WRITTEN PROBLEM: Copy everything from the start of the entries down to and including the line containing "[747,439,816,458]", keeping the requests, and add 109 to every bounding-box coordinate in the answers. Give only those lines.

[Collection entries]
>> start
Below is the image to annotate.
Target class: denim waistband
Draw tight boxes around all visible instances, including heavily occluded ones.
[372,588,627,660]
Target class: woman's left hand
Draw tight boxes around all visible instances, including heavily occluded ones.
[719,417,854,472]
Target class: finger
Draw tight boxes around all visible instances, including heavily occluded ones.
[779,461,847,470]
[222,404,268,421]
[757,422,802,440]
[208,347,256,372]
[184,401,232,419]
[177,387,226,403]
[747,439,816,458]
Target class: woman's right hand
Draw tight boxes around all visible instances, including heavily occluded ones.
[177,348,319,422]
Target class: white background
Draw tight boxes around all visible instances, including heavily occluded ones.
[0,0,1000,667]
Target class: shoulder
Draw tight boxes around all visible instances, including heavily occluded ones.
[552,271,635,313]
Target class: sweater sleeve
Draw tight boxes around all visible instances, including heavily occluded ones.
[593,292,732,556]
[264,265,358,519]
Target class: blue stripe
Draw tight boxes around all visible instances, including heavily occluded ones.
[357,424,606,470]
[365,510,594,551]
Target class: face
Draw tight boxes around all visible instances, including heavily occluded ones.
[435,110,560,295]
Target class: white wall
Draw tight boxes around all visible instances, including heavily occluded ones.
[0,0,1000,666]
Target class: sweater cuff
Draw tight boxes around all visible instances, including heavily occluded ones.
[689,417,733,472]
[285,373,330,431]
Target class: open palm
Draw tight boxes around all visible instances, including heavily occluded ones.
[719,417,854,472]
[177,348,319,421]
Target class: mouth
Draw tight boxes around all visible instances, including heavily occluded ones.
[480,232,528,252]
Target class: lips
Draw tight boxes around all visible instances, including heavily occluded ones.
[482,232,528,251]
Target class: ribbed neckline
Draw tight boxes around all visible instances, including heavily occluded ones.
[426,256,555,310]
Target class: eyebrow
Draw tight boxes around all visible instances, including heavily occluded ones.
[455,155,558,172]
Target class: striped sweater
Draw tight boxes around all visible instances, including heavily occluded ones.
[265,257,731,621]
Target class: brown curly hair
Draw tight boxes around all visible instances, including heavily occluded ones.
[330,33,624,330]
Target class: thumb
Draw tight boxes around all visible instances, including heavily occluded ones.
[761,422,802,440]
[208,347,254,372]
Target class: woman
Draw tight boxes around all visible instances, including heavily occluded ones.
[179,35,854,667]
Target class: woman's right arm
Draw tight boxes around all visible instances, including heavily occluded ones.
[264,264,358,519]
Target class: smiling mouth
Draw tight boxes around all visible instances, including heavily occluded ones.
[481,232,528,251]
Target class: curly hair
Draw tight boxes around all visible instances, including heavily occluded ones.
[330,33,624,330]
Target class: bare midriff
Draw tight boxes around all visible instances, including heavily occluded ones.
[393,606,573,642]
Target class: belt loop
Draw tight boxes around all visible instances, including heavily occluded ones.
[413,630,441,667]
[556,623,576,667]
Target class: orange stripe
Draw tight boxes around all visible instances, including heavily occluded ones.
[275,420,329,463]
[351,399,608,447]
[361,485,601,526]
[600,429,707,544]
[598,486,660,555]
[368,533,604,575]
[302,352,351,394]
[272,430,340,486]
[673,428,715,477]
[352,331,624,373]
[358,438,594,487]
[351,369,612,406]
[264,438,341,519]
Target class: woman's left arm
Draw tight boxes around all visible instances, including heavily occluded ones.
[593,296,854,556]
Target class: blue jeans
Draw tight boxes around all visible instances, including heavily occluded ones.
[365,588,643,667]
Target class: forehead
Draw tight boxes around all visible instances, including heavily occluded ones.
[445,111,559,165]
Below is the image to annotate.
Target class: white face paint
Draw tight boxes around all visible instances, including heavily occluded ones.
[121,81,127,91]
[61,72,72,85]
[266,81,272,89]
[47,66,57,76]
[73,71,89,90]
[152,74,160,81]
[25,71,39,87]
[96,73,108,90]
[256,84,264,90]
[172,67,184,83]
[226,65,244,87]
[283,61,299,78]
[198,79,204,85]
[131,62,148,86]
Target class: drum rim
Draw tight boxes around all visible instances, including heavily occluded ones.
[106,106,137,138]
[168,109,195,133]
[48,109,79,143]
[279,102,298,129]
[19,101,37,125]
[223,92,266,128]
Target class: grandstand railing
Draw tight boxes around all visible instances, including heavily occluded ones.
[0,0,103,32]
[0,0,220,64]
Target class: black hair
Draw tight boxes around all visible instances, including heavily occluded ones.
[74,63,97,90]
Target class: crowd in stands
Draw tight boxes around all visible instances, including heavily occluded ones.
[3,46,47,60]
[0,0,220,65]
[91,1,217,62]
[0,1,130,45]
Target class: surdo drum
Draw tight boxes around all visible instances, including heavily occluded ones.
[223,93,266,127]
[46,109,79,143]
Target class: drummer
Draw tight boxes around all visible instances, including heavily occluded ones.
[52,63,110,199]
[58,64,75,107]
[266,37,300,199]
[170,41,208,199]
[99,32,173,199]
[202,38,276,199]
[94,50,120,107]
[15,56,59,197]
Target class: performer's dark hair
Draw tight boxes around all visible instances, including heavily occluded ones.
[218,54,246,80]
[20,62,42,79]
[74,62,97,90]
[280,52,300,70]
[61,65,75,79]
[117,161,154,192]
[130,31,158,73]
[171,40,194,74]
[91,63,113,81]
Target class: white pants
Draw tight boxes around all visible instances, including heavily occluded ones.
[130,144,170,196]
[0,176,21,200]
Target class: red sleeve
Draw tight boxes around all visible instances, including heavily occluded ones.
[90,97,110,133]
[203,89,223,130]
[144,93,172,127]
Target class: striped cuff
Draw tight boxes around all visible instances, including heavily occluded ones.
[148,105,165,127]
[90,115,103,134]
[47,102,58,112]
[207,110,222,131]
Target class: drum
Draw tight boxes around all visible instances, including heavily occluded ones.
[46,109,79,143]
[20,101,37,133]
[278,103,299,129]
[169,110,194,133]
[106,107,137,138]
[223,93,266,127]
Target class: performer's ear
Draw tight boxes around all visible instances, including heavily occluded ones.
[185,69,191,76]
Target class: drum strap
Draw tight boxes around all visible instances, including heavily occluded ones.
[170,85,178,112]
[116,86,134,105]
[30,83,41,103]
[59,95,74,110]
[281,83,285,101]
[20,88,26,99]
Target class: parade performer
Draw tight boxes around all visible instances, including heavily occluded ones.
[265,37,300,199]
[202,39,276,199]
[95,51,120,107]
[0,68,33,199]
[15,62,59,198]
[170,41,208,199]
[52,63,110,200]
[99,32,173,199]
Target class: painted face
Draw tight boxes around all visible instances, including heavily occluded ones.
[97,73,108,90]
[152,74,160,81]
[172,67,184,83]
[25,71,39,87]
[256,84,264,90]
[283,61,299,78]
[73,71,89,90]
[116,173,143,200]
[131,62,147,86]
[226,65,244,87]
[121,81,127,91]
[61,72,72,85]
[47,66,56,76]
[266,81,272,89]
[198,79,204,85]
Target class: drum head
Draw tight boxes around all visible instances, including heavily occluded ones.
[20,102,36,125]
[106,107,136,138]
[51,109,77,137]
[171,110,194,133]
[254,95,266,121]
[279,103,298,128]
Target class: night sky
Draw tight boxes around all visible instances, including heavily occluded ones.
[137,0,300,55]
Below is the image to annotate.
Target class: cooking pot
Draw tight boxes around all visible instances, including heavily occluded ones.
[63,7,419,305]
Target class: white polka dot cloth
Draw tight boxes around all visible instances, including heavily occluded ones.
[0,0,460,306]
>> end
WRITTEN REPLY:
Below is the image to annotate.
Target class: denim waistband
Draw tight boxes around all visible instances, including heavily occluded ones.
[481,697,736,769]
Target class: woman's left hand
Draw tight boxes around all visible instances, including heavily occluded ones.
[828,526,963,581]
Target class: finger
Draw tight boxes around all visible instances, including heavily occluded ones.
[888,570,956,579]
[331,513,377,530]
[866,531,911,549]
[317,456,365,481]
[293,510,341,528]
[286,496,335,512]
[856,548,925,567]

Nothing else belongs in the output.